[Work to complete]
Beginning with the line where "Objective: for every instance of the capitol" appears, repeat every remaining line of the entries exactly, the last line included.

[Dataset]
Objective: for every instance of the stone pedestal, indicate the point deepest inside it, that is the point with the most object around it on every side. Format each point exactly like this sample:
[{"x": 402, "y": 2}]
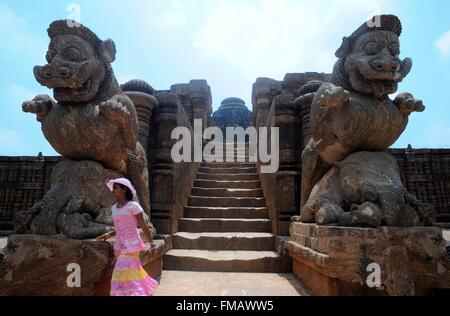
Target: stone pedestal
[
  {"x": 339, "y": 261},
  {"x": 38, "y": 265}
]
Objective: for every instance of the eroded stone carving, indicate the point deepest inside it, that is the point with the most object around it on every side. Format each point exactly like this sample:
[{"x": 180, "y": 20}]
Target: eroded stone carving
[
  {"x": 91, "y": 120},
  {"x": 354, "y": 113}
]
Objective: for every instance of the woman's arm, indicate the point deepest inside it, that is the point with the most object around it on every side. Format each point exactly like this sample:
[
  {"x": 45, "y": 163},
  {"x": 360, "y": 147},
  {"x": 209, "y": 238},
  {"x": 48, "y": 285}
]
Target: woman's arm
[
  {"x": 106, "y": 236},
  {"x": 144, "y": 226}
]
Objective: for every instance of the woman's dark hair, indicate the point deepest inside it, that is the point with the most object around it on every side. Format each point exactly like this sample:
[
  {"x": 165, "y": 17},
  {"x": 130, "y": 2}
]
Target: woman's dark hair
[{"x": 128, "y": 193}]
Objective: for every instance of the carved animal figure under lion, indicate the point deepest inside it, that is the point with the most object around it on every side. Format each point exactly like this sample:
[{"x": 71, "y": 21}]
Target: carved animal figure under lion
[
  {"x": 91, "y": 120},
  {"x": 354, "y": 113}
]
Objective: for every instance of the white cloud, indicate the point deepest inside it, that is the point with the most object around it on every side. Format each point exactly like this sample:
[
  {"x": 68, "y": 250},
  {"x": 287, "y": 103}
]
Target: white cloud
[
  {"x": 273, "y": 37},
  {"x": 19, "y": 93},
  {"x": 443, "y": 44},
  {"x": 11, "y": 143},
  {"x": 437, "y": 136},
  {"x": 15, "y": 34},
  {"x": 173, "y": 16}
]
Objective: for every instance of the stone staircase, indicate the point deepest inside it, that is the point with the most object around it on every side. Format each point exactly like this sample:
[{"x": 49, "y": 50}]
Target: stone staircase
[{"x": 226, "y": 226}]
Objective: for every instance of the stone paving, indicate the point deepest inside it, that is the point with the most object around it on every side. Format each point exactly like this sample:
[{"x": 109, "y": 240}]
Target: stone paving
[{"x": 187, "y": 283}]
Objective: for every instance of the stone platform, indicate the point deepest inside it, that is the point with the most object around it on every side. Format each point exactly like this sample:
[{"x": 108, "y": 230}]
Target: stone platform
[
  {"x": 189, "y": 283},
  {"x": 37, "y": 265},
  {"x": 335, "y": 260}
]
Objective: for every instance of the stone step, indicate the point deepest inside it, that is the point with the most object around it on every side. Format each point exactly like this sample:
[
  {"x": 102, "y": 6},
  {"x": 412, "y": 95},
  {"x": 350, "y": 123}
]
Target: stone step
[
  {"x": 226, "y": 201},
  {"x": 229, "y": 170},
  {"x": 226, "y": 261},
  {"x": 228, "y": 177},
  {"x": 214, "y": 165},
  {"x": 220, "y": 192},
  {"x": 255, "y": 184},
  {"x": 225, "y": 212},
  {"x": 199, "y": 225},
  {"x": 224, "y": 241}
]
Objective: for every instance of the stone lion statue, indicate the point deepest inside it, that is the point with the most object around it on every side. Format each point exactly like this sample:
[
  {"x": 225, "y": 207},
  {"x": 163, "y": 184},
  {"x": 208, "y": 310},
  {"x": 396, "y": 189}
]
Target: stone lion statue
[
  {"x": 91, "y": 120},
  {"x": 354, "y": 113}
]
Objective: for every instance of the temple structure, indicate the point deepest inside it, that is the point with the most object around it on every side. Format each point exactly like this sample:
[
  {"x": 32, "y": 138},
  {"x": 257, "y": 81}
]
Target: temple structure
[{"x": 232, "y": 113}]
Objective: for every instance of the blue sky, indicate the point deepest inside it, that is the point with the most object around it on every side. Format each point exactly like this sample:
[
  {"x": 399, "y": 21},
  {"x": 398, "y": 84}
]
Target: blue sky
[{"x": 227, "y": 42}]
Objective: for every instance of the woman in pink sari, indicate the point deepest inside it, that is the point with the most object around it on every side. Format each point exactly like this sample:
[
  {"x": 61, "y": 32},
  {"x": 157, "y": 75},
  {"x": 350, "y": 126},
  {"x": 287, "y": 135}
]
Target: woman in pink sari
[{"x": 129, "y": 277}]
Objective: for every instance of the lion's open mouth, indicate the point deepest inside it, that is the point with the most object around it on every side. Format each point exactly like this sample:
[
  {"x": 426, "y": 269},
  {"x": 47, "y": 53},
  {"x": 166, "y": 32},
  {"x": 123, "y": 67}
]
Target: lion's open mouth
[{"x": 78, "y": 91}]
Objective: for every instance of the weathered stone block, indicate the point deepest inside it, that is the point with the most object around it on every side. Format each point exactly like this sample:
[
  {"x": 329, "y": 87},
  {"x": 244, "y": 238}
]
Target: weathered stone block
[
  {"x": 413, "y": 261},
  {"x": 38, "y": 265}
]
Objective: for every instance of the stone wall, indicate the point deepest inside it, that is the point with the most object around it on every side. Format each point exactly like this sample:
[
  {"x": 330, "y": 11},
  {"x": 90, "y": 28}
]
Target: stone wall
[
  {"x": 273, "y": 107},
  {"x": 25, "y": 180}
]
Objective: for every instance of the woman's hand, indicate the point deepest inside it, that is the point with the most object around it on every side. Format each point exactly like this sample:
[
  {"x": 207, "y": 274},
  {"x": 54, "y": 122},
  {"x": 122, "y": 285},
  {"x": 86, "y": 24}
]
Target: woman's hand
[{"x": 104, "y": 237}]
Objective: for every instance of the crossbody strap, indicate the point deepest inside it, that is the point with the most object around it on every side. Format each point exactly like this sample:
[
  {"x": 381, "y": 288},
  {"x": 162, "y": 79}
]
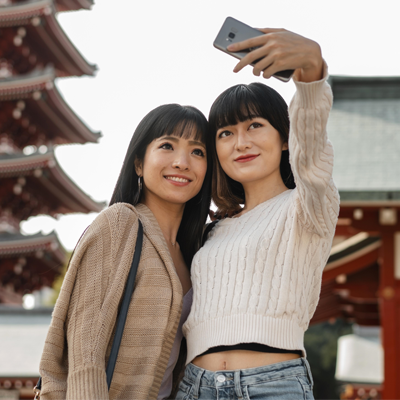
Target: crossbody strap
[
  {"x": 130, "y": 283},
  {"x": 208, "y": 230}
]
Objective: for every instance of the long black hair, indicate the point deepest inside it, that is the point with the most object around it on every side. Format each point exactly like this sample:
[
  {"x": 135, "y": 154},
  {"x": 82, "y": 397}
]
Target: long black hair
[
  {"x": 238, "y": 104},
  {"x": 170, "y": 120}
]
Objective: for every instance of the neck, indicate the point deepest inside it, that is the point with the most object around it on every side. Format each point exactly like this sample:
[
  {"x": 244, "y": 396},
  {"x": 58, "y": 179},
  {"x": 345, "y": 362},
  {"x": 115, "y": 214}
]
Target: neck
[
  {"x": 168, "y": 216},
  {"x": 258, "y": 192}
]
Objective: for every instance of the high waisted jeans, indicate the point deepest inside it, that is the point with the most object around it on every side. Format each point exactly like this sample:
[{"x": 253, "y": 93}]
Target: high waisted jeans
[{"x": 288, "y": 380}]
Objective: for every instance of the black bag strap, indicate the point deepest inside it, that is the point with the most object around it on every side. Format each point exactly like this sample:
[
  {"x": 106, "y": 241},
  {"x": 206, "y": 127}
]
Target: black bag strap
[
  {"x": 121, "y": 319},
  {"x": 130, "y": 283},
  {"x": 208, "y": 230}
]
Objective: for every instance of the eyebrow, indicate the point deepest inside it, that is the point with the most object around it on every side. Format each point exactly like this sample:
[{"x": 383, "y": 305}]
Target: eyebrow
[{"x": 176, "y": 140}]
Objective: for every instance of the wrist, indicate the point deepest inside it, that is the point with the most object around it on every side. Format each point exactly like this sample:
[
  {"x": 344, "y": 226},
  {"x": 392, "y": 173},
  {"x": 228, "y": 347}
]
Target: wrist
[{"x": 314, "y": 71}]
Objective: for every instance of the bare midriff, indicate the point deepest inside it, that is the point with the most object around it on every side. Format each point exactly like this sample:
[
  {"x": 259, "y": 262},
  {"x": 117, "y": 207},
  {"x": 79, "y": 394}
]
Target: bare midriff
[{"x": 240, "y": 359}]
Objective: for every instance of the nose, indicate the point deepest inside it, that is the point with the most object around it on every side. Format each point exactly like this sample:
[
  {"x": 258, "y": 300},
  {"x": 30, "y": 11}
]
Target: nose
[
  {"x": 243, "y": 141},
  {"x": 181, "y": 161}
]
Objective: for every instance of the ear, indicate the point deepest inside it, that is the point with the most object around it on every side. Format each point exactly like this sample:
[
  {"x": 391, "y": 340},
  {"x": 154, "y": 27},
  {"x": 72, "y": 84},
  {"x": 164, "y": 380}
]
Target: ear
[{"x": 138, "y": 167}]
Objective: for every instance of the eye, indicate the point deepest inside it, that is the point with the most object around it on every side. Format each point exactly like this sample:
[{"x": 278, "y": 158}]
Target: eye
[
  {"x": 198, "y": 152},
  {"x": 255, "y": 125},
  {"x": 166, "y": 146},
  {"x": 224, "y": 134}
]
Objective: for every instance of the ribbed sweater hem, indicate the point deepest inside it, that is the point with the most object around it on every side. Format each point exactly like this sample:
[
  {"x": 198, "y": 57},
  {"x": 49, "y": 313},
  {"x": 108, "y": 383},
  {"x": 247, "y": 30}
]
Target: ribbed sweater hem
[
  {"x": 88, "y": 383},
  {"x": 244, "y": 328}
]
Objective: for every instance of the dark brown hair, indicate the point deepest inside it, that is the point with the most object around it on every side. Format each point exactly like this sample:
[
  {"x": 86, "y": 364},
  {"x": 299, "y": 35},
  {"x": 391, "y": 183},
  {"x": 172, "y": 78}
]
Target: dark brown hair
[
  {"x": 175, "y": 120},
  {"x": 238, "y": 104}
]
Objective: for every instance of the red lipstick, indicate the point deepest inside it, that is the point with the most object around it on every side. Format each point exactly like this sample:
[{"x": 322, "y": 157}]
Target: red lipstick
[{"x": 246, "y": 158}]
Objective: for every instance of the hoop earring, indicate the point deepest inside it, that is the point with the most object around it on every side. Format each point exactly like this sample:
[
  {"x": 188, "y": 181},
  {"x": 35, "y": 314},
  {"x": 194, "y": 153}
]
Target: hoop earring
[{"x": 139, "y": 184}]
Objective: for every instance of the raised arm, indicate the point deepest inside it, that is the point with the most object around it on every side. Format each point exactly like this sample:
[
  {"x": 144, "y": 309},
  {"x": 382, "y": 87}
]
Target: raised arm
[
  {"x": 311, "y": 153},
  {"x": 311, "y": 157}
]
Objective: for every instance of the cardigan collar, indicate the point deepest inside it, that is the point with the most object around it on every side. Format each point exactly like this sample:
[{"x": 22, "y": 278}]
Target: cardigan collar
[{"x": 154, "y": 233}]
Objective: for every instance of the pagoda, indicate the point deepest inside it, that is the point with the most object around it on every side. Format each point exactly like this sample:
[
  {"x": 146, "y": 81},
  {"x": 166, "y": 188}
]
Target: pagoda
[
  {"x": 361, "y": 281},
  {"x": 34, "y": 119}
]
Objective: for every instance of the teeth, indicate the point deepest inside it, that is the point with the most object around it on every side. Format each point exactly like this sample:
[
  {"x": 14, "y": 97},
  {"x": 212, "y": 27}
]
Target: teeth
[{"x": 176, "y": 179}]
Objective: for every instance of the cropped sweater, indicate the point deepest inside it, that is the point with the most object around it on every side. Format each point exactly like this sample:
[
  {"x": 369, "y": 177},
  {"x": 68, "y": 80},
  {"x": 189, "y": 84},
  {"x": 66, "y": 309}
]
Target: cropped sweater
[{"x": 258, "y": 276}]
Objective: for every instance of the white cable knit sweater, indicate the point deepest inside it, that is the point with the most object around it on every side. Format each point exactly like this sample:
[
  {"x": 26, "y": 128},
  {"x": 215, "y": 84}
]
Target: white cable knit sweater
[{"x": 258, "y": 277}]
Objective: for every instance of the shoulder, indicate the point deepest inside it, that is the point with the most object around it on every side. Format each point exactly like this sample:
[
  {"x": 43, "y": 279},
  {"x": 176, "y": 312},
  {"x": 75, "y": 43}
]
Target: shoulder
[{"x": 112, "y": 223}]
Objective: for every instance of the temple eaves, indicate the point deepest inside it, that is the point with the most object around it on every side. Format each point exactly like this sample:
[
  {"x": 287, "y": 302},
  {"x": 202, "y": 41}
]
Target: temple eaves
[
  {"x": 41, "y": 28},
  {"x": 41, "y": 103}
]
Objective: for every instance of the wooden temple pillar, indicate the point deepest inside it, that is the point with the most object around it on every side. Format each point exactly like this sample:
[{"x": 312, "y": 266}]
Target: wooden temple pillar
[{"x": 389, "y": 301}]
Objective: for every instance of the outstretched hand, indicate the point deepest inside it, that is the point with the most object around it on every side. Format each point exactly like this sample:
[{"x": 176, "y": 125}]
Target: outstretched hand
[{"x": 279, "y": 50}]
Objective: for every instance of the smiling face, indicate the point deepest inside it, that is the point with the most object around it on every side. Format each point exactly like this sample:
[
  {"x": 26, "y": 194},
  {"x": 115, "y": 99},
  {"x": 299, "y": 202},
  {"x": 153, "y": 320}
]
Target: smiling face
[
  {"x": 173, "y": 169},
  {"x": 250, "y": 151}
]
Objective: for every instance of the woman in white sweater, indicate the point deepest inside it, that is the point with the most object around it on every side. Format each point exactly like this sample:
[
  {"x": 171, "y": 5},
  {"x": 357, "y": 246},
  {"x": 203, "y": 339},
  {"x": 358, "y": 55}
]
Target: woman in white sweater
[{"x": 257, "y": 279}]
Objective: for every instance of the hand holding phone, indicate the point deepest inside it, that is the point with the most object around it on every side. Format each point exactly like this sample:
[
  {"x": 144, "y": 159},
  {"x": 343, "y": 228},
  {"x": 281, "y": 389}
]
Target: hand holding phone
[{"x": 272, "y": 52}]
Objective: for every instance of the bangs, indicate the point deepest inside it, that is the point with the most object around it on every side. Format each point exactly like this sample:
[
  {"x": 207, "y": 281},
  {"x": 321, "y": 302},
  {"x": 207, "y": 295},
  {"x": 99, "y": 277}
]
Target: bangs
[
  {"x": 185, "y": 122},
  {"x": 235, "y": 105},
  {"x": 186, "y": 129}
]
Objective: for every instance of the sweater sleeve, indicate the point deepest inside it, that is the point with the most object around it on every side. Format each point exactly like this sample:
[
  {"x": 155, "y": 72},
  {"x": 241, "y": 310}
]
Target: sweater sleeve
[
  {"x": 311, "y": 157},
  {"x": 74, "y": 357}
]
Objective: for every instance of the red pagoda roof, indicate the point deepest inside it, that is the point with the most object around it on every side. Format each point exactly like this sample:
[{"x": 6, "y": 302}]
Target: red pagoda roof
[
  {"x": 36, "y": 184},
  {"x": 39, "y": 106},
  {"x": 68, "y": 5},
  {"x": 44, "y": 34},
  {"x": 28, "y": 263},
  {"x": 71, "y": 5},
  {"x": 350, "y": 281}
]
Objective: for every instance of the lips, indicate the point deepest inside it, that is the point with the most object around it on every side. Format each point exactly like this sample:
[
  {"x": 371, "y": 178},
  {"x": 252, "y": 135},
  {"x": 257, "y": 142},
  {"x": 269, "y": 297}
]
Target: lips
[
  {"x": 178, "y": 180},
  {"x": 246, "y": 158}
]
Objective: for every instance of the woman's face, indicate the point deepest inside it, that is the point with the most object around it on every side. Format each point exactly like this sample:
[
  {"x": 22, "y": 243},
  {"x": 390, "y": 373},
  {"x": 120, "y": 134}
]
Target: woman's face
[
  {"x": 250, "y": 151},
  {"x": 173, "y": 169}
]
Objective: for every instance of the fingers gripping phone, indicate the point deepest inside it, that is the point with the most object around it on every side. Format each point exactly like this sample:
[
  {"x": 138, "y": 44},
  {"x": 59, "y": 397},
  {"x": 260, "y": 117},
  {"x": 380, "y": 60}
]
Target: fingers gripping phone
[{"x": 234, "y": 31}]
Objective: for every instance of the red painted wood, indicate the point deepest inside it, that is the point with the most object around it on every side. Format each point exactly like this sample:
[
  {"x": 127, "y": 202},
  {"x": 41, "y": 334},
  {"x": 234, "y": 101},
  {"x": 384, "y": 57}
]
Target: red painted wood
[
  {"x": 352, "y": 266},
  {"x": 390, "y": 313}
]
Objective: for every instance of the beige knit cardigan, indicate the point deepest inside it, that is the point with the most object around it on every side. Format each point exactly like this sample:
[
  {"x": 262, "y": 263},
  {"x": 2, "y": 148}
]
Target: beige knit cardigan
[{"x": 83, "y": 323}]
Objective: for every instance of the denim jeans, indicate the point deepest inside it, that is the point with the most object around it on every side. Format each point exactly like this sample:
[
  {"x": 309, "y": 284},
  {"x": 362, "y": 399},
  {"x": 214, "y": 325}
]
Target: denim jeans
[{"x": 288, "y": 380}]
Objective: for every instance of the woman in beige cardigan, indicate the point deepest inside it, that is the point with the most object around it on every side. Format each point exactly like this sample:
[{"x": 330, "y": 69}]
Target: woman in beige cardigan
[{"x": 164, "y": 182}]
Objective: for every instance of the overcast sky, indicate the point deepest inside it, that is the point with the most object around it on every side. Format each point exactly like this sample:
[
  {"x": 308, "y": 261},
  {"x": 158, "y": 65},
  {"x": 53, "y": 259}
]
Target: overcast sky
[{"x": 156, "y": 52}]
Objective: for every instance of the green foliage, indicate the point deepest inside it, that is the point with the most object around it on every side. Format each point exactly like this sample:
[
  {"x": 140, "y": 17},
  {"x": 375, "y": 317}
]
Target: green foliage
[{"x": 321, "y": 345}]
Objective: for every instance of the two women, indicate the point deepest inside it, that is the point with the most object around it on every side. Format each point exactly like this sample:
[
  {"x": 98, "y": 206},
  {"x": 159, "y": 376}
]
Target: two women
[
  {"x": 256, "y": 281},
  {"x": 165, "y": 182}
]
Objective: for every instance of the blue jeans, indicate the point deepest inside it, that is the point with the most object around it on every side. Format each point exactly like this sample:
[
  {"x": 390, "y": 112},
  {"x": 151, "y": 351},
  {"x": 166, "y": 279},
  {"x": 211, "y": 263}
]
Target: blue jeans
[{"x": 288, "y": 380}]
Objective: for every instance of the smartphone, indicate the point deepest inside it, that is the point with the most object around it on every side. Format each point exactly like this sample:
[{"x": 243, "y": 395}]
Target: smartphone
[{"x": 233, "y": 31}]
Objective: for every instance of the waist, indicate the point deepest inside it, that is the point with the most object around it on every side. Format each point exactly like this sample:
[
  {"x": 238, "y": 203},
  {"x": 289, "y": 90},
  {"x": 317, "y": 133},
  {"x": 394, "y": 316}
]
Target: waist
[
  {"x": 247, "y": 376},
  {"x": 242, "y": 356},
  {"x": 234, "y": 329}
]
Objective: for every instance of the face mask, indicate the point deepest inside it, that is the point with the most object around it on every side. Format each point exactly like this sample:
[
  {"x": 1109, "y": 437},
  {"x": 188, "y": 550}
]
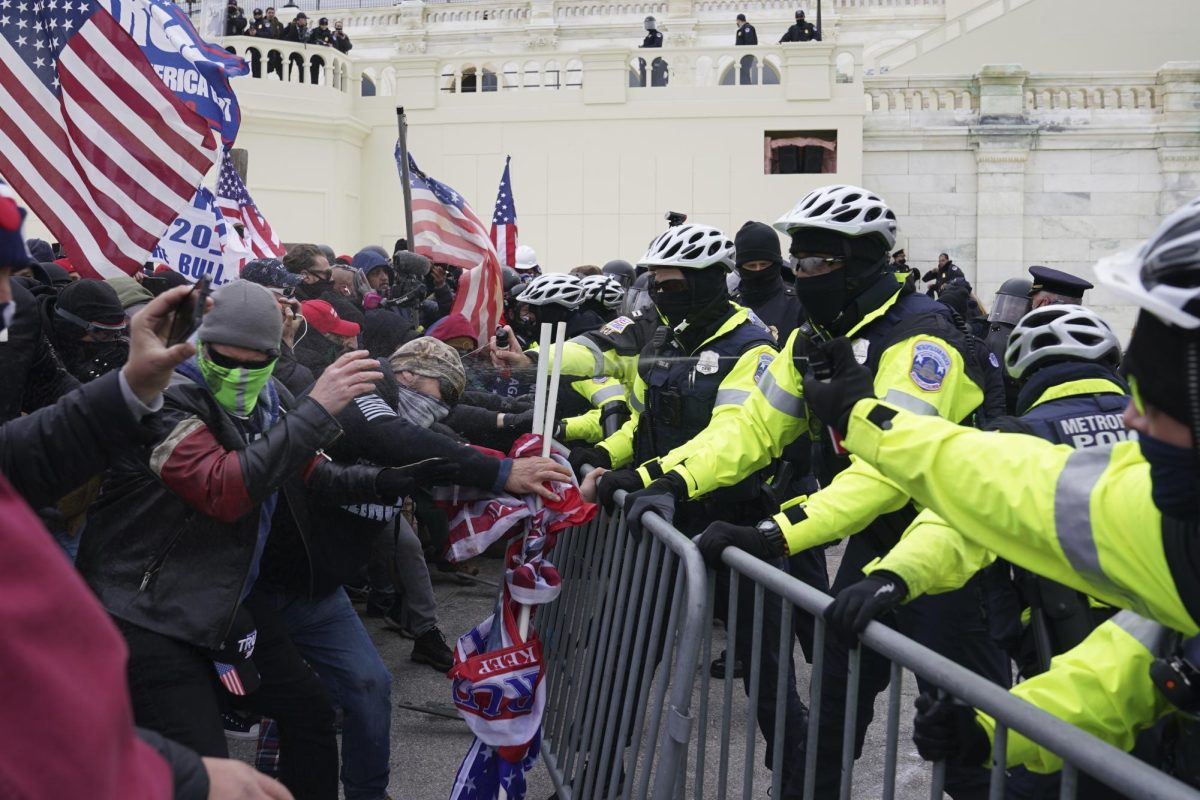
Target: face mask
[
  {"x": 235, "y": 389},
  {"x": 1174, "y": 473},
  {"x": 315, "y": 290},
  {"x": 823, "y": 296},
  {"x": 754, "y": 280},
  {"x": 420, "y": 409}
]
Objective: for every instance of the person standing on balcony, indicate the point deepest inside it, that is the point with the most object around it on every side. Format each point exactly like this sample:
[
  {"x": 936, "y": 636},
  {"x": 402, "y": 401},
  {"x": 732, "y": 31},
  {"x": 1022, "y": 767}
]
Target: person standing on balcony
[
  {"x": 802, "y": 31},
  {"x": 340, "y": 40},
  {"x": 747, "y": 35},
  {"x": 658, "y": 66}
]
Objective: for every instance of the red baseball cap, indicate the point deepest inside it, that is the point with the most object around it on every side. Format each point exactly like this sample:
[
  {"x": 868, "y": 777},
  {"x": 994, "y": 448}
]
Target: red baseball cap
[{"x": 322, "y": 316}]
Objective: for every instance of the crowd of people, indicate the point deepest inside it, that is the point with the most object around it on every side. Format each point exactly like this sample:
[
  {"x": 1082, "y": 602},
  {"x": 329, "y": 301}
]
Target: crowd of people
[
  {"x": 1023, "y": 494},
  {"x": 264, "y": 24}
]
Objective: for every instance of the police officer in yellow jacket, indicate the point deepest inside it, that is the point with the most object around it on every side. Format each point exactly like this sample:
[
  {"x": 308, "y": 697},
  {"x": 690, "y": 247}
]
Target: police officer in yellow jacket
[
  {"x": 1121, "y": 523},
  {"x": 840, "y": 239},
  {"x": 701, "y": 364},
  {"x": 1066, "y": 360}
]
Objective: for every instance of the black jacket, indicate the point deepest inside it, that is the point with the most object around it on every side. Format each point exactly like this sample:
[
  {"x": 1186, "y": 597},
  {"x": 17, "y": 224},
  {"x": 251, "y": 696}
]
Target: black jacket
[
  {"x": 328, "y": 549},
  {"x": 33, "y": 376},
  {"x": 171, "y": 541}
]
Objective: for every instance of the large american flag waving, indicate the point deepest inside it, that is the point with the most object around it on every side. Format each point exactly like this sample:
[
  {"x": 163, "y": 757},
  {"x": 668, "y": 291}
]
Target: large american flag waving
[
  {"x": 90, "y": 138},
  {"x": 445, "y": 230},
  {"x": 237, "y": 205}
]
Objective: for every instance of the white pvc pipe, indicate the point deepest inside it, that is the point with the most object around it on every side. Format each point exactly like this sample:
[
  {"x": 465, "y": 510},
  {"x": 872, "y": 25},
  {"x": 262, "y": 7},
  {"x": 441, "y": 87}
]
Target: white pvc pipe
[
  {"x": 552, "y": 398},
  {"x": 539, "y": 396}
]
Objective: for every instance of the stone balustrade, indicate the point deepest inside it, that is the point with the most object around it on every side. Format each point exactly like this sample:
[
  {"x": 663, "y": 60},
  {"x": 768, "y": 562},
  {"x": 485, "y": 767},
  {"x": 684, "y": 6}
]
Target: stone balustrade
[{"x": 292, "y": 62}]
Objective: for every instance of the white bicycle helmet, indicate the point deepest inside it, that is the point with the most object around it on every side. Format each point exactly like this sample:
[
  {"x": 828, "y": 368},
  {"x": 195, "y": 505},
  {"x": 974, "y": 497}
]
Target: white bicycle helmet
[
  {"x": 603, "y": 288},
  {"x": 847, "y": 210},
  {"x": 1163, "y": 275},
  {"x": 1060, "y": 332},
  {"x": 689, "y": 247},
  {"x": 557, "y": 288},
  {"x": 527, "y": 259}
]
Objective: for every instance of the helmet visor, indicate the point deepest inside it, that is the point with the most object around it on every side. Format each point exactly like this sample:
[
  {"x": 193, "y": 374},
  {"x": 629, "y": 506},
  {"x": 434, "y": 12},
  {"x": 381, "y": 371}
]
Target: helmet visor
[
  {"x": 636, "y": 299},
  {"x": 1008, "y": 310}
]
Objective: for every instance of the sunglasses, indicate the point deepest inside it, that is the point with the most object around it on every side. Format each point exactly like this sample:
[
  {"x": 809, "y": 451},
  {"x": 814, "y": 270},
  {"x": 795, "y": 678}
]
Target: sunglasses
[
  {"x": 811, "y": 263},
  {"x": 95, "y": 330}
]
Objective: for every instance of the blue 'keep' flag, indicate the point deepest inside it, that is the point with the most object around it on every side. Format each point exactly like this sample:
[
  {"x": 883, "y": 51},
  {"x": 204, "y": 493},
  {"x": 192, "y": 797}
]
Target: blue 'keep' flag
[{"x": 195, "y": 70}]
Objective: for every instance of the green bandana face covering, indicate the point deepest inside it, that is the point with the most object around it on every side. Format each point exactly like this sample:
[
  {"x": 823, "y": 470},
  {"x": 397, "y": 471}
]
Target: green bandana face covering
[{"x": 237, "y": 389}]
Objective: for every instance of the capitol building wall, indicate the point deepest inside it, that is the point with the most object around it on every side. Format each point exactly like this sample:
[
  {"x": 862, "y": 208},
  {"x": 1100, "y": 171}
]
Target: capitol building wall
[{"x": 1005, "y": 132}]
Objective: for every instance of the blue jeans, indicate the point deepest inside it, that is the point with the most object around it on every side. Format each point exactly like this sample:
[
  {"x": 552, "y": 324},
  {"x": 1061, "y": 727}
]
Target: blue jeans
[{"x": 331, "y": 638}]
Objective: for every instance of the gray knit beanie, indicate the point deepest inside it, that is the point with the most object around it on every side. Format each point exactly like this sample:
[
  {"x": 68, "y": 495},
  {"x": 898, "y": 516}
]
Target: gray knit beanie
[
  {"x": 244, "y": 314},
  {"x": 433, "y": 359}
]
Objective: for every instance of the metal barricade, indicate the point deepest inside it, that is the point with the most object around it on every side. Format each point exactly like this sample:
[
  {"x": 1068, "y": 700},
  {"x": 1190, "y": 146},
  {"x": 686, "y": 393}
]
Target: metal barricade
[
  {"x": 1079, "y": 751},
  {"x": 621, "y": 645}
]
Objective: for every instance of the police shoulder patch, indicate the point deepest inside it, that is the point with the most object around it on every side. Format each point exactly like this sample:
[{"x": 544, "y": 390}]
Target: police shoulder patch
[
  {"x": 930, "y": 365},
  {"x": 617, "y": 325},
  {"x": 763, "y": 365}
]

[Final answer]
Objective: for every instance of the capitol building wall, indicate the point deepest inside it, that is the point with the most object around it on every side. Format each point exactly like this sample:
[
  {"x": 862, "y": 208},
  {"x": 1100, "y": 171}
]
Target: capitol building wall
[{"x": 1005, "y": 132}]
Objective: for every instance of the blue jeans, indicate the point deepest inside it, that is the point with the most object around it on every side. Format each point exactly like this sample:
[
  {"x": 552, "y": 324},
  {"x": 1061, "y": 727}
]
Target: blue jeans
[{"x": 331, "y": 638}]
Objective: for every instance of the gray knit beanie, indicate the point deepest inside it, that is the point with the most object around it on every side. Format each point exactly like this sample:
[
  {"x": 68, "y": 495},
  {"x": 898, "y": 516}
]
Target: gray knit beanie
[
  {"x": 244, "y": 314},
  {"x": 433, "y": 359}
]
Objective: for every instance of the metal barricade, indicate the point deepest inside it, that is the point with the most object around it on every side. Format each point exactly like this sample:
[
  {"x": 1068, "y": 700},
  {"x": 1190, "y": 146},
  {"x": 686, "y": 393}
]
Target: metal barricade
[
  {"x": 1079, "y": 751},
  {"x": 621, "y": 645}
]
Objective: for every instance of the police shoulder patch, indicate the point deepest inside it, that is the point with the most object around it on every side. Format each point exactly like this sample:
[{"x": 544, "y": 390}]
Target: police shoulder patch
[
  {"x": 930, "y": 365},
  {"x": 617, "y": 325},
  {"x": 763, "y": 365}
]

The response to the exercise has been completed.